*Work order*.
Lines in which "tyre" appears should be pulled from the data below.

*Exercise inputs*.
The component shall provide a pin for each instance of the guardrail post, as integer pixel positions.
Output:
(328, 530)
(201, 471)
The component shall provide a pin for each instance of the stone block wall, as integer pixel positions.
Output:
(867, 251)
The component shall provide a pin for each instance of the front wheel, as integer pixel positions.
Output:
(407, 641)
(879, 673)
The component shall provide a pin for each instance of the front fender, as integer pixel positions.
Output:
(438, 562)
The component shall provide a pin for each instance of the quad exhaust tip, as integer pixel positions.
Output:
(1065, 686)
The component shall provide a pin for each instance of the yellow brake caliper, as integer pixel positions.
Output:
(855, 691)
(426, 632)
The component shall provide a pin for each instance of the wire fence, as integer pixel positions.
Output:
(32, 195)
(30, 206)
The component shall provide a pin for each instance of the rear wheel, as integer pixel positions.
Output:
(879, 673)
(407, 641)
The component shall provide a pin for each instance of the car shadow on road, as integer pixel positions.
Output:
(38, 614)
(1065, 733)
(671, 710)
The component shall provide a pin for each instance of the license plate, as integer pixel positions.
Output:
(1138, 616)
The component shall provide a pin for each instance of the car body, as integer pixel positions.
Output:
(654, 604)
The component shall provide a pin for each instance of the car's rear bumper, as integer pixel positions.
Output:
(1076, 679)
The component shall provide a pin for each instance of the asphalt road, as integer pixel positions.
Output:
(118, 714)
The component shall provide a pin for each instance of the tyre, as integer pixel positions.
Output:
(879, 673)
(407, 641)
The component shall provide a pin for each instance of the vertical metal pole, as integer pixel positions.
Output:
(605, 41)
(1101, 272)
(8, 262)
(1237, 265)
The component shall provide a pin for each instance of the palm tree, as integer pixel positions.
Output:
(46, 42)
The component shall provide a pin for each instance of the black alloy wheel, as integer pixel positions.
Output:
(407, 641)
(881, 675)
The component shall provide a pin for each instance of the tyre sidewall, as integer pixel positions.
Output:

*Problem solution*.
The component shall provide a pin for each instance of the tyre, as integer pixel positions.
The component shall provide a pin for each instance of the tyre sidewall, as integer pixel positions.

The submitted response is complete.